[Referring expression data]
>>>>>

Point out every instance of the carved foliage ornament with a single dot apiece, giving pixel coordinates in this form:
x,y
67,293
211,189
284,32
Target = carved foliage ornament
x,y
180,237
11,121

<<<<<

Please transcribe the records above in full, keeping every word.

Point out every instance of the carved foliage ornament with a single dot apiece, giving pixel coordinates in this form:
x,y
67,293
211,189
284,32
Target = carved foliage ornament
x,y
180,237
11,121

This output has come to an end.